**PROBLEM TO WORK ON:** Quote the lines from the line holding "Where can you spot the black tire" to the very end of the listing, exactly, and no others.

Dataset items:
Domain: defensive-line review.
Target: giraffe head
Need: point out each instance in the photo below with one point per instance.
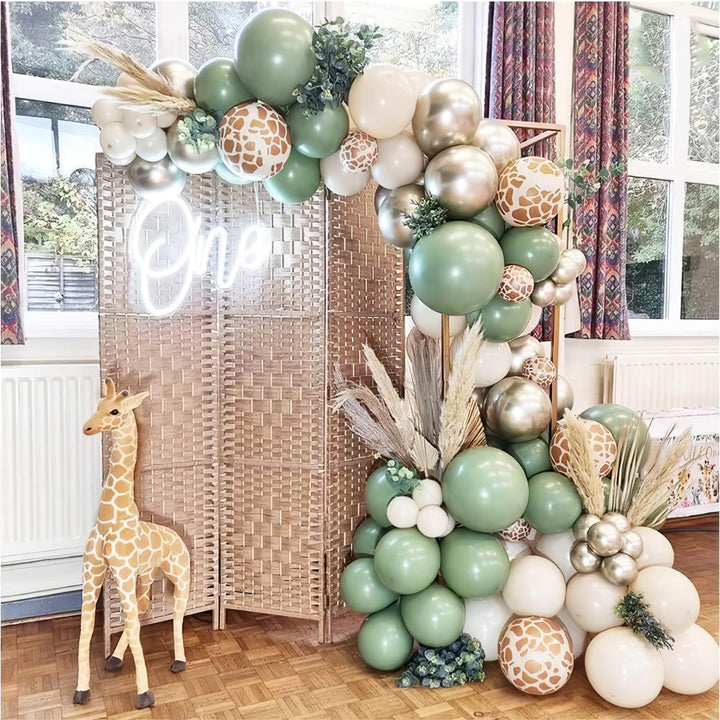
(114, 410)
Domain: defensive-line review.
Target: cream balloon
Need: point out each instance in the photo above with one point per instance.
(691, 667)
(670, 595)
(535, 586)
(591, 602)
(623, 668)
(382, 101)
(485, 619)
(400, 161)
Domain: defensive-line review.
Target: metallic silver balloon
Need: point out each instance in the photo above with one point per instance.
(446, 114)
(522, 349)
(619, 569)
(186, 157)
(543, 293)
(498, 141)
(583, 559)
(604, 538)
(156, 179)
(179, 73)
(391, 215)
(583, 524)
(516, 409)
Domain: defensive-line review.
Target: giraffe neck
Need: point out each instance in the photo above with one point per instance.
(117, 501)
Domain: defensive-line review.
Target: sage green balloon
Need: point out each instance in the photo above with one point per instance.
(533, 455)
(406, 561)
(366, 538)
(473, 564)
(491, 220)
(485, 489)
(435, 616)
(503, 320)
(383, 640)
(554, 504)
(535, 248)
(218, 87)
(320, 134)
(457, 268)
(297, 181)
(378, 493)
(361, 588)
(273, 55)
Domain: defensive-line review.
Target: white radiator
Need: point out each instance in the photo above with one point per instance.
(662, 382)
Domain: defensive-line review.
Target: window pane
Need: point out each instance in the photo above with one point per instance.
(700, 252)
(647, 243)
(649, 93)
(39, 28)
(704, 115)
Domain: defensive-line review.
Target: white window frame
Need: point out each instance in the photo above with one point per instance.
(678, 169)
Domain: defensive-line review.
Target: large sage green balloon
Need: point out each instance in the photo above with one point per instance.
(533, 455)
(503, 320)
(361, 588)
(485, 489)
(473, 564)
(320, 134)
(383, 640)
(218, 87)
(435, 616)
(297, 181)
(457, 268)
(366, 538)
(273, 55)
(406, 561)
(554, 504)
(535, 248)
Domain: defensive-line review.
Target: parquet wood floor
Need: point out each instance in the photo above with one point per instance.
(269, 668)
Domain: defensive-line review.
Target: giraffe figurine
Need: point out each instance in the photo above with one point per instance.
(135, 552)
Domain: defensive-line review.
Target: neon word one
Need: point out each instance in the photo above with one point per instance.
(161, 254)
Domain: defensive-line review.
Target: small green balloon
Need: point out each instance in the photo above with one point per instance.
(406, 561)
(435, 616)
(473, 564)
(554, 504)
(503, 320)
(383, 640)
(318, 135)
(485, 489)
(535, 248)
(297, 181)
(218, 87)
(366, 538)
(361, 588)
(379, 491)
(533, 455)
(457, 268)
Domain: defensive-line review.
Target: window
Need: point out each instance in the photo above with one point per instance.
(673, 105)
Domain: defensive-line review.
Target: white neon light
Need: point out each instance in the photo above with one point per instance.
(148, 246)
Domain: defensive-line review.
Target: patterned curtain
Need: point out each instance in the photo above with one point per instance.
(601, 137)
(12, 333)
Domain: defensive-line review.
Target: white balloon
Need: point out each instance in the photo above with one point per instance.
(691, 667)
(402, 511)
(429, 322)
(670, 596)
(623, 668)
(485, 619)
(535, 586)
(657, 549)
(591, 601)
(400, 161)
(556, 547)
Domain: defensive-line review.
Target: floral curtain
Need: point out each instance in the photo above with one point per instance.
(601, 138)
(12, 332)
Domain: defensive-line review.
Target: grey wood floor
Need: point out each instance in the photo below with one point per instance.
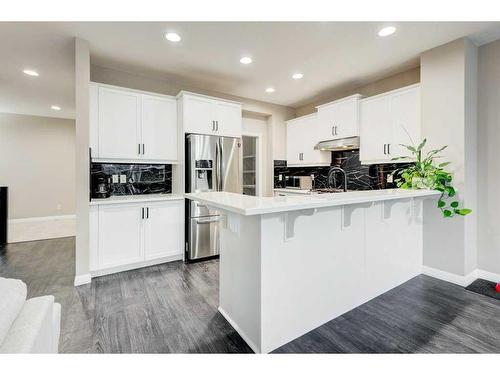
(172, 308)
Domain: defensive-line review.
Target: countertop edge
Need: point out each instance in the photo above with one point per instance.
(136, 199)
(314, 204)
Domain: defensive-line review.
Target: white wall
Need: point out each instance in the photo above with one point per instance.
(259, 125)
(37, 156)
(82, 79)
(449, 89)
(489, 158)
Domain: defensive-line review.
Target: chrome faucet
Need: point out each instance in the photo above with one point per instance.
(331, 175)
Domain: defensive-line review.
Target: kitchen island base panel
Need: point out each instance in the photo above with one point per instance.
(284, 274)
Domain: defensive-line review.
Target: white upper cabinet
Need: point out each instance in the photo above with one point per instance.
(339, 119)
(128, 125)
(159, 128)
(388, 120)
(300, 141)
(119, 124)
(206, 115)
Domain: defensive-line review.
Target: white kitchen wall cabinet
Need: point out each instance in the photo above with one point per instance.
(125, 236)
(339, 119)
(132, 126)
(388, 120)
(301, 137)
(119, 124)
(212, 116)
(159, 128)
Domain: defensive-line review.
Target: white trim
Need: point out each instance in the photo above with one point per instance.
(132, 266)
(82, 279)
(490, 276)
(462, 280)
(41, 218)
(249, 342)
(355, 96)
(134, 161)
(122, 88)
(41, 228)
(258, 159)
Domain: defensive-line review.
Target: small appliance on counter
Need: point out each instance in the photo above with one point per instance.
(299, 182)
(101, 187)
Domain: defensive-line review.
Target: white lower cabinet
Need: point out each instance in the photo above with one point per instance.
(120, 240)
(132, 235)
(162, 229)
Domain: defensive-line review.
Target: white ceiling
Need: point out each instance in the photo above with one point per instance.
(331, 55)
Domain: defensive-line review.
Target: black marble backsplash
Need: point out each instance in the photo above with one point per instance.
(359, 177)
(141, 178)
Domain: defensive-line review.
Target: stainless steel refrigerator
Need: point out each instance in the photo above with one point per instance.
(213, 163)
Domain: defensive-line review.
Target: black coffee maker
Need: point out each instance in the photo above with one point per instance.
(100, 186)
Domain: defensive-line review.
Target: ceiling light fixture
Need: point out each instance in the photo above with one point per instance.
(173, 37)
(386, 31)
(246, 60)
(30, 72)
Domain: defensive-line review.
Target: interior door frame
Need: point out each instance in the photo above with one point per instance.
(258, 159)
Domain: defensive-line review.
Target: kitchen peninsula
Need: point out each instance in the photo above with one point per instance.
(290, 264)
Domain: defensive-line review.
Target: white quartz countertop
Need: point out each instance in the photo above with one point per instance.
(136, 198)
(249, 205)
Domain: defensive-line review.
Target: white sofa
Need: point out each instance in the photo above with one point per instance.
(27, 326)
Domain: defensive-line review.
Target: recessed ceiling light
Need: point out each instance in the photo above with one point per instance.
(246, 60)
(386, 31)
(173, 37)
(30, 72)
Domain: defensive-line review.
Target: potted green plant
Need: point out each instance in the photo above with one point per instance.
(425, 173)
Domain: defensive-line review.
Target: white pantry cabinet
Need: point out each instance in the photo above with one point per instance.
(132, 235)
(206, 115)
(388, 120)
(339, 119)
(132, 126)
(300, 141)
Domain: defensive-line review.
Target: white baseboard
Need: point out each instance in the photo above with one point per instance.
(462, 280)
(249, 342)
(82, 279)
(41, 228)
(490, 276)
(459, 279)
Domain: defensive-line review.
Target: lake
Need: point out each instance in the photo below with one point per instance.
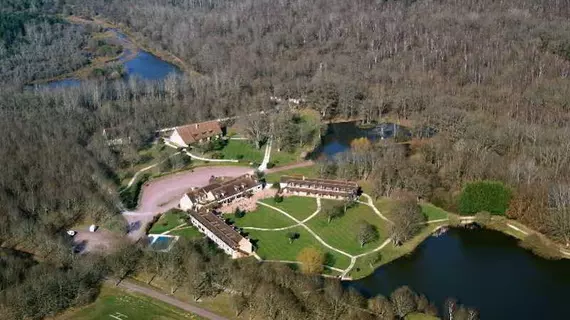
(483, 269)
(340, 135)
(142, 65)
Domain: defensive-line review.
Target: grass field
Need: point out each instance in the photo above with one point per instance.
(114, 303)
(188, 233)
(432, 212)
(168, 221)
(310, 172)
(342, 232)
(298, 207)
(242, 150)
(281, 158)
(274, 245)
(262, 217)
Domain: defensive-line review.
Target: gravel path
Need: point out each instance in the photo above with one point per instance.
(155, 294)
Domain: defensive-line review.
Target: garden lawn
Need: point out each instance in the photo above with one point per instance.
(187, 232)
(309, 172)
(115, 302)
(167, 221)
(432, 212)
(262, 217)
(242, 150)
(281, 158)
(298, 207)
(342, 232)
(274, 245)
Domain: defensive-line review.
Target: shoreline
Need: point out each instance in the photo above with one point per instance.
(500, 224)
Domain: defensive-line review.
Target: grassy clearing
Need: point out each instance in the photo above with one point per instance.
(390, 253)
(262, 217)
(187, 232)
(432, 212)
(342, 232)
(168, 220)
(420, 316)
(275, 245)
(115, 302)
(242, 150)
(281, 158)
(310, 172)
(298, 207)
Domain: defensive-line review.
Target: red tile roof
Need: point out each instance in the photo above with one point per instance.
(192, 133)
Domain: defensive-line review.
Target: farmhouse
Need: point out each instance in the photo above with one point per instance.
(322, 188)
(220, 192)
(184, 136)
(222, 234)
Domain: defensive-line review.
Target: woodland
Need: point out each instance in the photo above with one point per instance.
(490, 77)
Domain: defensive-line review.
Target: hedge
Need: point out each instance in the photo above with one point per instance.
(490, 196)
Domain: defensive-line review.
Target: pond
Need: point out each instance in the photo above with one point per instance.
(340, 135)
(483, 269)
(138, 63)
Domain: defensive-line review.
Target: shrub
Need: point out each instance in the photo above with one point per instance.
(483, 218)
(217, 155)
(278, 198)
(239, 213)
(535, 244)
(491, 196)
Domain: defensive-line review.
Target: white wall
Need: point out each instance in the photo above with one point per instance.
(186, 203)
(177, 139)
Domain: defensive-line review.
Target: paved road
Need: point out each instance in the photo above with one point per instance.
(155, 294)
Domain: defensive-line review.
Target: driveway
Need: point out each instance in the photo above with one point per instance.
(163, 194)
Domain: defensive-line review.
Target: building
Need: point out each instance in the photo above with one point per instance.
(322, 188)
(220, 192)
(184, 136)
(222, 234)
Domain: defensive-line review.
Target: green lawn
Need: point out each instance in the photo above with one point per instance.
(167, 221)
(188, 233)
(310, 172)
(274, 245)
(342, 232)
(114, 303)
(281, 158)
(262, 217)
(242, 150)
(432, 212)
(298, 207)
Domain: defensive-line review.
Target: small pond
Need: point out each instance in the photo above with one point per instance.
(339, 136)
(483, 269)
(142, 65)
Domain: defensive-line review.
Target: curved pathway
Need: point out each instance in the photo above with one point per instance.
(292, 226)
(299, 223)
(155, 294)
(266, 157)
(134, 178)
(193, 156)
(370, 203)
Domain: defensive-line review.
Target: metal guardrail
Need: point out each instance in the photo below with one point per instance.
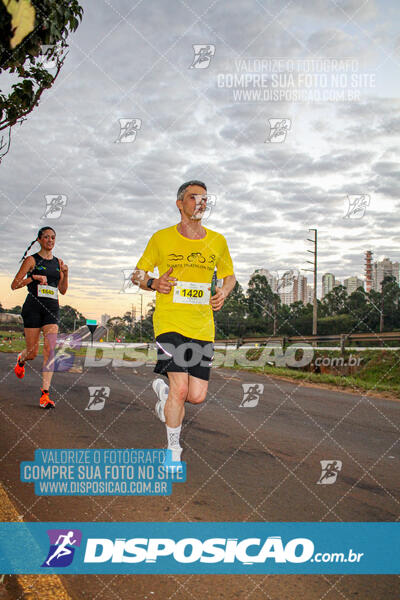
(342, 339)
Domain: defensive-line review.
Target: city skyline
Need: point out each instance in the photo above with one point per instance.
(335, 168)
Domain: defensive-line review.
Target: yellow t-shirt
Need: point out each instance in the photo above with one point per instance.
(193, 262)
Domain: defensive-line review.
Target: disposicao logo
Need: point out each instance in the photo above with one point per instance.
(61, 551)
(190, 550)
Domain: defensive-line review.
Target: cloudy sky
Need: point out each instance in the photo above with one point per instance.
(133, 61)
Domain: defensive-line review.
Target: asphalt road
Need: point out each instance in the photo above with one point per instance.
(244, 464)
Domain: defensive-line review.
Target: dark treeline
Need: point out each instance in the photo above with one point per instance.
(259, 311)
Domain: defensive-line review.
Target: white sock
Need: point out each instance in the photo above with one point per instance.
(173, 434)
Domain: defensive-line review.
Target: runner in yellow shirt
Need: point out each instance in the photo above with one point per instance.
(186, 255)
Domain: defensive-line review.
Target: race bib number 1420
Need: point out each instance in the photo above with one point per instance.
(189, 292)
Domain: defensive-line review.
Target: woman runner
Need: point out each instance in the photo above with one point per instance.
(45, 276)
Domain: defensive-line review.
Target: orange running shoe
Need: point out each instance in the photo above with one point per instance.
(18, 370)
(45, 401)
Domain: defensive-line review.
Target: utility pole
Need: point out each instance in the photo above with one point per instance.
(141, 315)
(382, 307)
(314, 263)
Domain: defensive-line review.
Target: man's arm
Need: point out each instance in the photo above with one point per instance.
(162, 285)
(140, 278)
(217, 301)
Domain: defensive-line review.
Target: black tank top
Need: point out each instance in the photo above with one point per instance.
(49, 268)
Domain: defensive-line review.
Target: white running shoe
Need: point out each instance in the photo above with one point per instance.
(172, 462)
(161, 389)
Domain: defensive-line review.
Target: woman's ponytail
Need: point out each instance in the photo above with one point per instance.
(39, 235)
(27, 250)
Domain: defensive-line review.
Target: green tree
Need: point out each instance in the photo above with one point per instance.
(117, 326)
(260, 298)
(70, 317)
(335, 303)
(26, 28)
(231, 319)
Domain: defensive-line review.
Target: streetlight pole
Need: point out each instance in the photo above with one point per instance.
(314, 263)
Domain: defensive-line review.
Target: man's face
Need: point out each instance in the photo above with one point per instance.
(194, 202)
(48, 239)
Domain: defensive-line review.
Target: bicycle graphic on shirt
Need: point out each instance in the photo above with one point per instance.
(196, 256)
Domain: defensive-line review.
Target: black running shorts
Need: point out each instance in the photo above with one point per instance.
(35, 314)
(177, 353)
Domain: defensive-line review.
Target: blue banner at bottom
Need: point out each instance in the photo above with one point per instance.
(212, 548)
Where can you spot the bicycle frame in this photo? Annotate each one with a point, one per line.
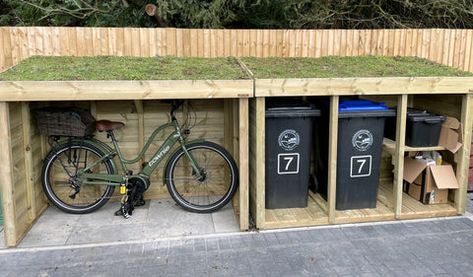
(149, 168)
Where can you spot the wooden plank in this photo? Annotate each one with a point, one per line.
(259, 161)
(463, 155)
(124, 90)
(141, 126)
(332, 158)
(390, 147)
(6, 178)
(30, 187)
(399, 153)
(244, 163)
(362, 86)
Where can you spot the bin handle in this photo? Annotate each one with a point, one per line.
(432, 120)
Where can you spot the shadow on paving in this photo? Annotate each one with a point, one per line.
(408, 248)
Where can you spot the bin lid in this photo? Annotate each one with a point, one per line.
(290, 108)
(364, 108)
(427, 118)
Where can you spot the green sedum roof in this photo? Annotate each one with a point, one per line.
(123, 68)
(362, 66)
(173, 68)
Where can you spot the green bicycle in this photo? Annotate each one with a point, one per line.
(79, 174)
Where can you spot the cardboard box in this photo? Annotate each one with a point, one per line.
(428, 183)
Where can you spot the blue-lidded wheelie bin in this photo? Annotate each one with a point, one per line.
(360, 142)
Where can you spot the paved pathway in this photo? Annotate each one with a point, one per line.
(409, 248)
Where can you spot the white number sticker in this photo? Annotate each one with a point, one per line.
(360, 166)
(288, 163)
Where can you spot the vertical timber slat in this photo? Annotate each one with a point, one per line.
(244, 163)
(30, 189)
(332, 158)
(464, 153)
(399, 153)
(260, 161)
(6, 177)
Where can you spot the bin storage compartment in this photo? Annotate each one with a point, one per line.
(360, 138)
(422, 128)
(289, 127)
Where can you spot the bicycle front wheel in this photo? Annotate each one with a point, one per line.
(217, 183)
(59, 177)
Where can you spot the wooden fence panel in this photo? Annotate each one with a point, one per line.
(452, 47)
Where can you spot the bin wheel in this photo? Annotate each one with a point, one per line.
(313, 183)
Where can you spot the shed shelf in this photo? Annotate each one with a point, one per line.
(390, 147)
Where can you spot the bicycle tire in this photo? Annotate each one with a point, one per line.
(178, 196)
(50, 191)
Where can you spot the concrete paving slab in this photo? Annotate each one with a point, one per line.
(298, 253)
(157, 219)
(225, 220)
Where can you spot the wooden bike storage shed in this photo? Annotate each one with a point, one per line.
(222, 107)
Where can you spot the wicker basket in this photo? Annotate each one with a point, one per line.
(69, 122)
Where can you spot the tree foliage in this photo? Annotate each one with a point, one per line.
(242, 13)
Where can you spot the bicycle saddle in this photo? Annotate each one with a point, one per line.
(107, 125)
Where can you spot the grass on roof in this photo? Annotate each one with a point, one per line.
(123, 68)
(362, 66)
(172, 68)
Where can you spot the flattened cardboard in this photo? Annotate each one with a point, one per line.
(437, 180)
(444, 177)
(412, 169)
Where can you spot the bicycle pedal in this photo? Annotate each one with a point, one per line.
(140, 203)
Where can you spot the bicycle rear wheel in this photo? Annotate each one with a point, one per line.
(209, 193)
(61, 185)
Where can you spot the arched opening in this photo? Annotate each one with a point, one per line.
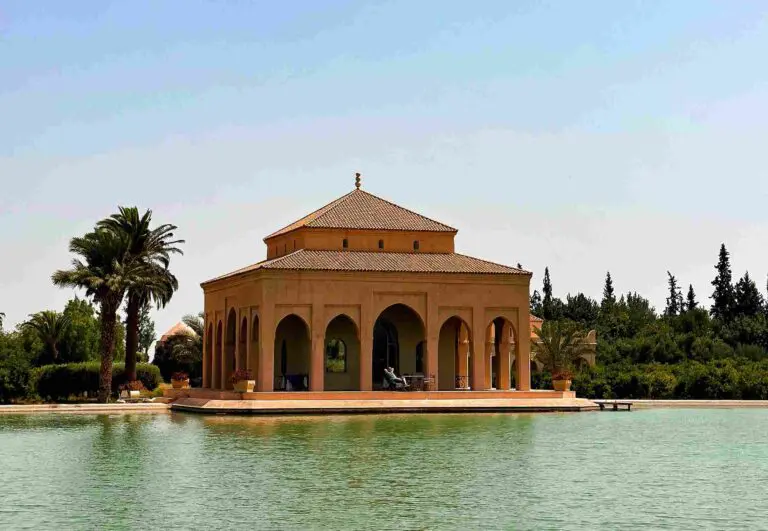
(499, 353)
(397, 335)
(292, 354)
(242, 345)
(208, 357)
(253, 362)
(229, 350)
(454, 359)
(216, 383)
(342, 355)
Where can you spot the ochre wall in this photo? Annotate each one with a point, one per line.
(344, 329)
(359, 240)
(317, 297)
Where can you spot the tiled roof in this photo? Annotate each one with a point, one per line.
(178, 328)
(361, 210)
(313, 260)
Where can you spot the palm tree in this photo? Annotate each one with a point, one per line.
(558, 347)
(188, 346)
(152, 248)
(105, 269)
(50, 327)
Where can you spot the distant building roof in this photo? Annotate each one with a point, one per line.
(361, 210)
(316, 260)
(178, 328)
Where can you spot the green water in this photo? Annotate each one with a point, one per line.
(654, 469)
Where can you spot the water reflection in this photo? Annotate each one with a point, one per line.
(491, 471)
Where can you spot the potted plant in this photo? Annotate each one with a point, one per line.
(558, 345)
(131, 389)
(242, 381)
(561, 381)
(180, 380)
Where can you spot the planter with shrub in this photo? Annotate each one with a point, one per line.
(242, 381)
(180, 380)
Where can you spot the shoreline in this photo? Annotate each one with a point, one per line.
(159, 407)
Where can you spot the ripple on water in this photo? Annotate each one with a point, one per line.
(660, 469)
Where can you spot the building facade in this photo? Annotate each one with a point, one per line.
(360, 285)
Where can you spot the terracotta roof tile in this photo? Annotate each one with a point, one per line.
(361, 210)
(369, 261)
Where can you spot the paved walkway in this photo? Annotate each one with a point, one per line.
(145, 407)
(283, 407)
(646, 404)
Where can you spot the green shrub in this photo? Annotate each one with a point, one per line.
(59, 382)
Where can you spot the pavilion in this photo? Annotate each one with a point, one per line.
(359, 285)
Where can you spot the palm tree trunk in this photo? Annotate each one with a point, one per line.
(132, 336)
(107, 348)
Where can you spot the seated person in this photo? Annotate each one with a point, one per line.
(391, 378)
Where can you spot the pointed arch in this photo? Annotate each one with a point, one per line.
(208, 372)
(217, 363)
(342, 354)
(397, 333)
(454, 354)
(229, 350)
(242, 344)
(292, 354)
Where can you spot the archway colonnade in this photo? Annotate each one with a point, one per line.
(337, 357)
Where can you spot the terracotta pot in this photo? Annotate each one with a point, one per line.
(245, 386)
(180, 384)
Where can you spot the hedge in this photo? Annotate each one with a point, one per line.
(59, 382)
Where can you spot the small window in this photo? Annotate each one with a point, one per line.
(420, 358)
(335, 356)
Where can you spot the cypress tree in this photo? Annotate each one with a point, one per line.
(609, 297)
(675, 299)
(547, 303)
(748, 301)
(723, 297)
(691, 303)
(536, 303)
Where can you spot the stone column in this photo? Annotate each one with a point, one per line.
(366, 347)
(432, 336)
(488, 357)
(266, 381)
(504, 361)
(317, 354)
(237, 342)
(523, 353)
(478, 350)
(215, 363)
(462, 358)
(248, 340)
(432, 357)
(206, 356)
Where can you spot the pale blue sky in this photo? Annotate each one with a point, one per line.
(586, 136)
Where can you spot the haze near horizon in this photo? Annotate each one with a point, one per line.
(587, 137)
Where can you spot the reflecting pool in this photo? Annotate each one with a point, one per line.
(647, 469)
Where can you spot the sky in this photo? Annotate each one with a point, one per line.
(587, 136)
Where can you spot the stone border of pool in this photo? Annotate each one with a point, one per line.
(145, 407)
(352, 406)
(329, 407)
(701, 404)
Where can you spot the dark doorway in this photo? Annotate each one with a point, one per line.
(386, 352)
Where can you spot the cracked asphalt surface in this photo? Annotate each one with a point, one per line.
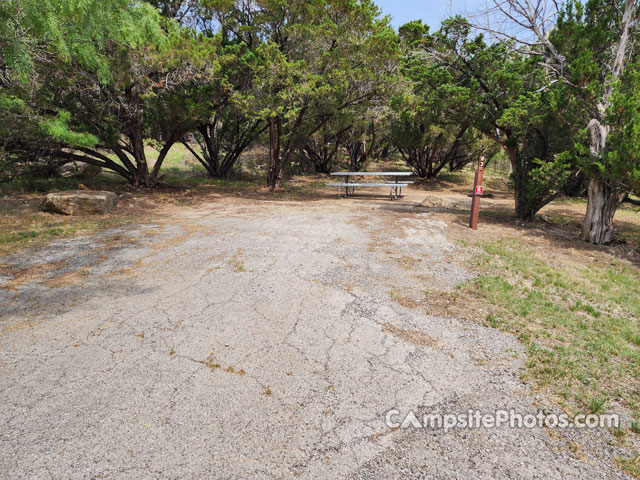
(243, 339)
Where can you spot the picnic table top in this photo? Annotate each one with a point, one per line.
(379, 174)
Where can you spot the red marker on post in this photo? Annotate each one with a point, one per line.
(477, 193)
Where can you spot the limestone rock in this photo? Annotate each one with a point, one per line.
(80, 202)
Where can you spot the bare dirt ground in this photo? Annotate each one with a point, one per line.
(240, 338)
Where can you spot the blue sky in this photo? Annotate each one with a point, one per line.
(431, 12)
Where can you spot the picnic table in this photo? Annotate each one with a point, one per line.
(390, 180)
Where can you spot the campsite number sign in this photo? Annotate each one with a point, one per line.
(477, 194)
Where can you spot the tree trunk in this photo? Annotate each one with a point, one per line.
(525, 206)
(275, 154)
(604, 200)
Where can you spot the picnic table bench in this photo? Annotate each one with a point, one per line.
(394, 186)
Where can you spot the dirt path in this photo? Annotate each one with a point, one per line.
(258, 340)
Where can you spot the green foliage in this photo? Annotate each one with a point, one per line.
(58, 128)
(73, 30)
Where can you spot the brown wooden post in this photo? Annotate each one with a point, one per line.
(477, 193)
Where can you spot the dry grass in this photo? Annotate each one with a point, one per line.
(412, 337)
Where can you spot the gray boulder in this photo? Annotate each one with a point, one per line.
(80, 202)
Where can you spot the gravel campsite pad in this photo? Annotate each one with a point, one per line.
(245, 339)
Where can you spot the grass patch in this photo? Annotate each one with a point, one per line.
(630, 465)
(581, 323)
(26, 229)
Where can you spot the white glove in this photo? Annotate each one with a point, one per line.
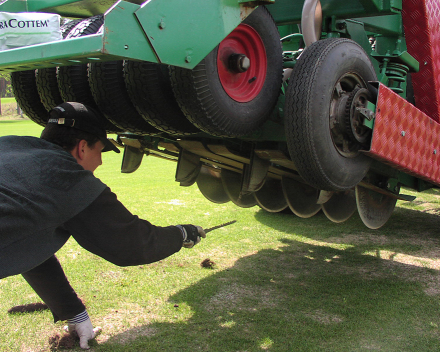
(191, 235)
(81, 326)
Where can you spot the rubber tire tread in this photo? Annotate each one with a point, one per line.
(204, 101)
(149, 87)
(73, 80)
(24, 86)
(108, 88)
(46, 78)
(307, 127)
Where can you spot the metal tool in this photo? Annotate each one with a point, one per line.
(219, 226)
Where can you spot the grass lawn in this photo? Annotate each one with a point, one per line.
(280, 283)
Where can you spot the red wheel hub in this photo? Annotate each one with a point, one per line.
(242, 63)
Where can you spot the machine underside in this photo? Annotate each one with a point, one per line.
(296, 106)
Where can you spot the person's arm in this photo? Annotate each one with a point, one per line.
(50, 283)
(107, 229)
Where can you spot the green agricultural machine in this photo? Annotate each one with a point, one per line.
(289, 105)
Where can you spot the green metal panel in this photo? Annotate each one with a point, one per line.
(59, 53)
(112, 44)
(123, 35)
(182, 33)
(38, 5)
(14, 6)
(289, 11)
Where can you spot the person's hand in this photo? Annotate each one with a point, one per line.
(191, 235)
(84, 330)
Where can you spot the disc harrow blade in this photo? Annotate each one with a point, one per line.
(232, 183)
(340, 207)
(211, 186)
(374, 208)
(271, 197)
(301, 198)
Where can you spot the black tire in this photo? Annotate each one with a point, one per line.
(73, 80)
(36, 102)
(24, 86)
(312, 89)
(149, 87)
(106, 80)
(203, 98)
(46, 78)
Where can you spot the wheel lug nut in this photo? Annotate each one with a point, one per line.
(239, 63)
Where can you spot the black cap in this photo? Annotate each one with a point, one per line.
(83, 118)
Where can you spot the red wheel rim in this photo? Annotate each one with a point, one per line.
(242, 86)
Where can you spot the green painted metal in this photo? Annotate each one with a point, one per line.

**RESULT OF THE EXERCISE:**
Where can you spot the black tire in this photo? Annotate each one with a point, one per line.
(73, 80)
(36, 102)
(24, 86)
(312, 89)
(149, 87)
(106, 80)
(203, 98)
(46, 78)
Where can you spot the wheel lug nut in this photo? Annotate each one with a point, one per line.
(239, 63)
Where can you spot the black cap in this photo? Annotate each one with a point, one per line.
(83, 118)
Where can you spot the red wheel rim in this photo? Annotate each one with a point, one per line.
(242, 86)
Where can you spot the green painted metal in this photo? Annotate each one with a point, one per line.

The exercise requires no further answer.